* BEGIN Material for this exercise *

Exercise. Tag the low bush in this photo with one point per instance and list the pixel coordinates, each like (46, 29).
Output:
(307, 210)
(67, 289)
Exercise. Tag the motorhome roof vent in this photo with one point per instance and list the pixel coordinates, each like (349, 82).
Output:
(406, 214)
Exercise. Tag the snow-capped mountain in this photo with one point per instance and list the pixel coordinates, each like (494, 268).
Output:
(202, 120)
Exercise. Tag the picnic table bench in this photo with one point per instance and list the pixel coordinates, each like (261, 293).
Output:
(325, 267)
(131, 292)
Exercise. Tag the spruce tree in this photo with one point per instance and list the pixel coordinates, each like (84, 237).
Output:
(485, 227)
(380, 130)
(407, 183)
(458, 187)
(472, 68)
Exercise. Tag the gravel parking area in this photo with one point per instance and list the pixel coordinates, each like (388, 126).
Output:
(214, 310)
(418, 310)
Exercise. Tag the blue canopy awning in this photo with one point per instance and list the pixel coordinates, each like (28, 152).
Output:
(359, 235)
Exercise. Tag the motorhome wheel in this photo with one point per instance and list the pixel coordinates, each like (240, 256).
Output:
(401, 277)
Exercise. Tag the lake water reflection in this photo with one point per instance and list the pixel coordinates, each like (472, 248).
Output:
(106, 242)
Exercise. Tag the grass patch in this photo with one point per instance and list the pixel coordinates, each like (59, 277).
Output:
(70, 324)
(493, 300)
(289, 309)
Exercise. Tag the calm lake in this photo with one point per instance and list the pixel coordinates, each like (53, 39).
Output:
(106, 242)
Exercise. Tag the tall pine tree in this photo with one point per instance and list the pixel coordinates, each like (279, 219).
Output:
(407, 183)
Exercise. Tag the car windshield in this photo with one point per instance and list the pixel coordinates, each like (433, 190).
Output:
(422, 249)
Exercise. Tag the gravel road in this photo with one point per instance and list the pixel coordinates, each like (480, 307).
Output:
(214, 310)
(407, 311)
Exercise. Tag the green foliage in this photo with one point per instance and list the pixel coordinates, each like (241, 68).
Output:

* END Material for this exercise *

» The exercise
Above are some records; extract every one of them exactly.

» Written answer
Exercise. Tag the low bush in this photo with one point per instance and list the pixel coordinates, each like (46, 29).
Output:
(307, 210)
(67, 289)
Exercise. Tag the motorhome roof vent in this photo with one point per instance and list the pixel coordinates, each like (349, 82).
Output:
(406, 214)
Exercise. Tag the snow-capped mountain in this photo with one point per instance and list the pixel coordinates, each like (494, 268).
Output:
(202, 120)
Exercise. Tag the picnic table bench in this photo with one point per instance and list the pixel coordinates, each like (261, 293).
Output:
(325, 267)
(131, 292)
Exercise. Tag the spruce tree in this photo with one point per instance and list the pixel coordinates, each like (84, 237).
Output:
(485, 227)
(380, 130)
(407, 183)
(458, 187)
(472, 68)
Exercise. Tag the gravel parking area in this photo with one point per instance and list the pixel coordinates, each like (388, 126).
Output:
(214, 310)
(418, 310)
Exercise. Tag the blue canopy awning in this photo with one point per instance and list the pixel coordinates, each like (28, 152).
Output:
(359, 235)
Exercise. Tag the motorhome wheel in this photo with one point per instance and list the pixel coordinates, each like (240, 256).
Output:
(401, 277)
Exercise. Tag the lake water reflection in this photo with one point per instance and list the pixel coordinates, each like (472, 248).
Output:
(106, 242)
Exercise. Tag the grass patch in this photo with one point per instance and list the pixel coordinates, each like (59, 277).
Output:
(70, 324)
(493, 300)
(289, 309)
Exercise. Tag the calm lake in this photo with one point per instance and list the pixel coordinates, each like (53, 39).
Output:
(106, 242)
Exercise. Tag the tall pine tree in this photo with one point per instance and list the pixel coordinates, each like (279, 219).
Output:
(407, 183)
Exercise. Tag the car windshield in this photo with one point per instance and list the pixel coordinates, each like (433, 190).
Output:
(422, 249)
Exercise. Tag the gravel road in this photo with one point per instance and list the pixel coordinates, each like (480, 307).
Output:
(214, 310)
(407, 311)
Exercise. Tag the green foliage in this photo with one point per instance and list the pixel coordinates, each like (241, 68).
Output:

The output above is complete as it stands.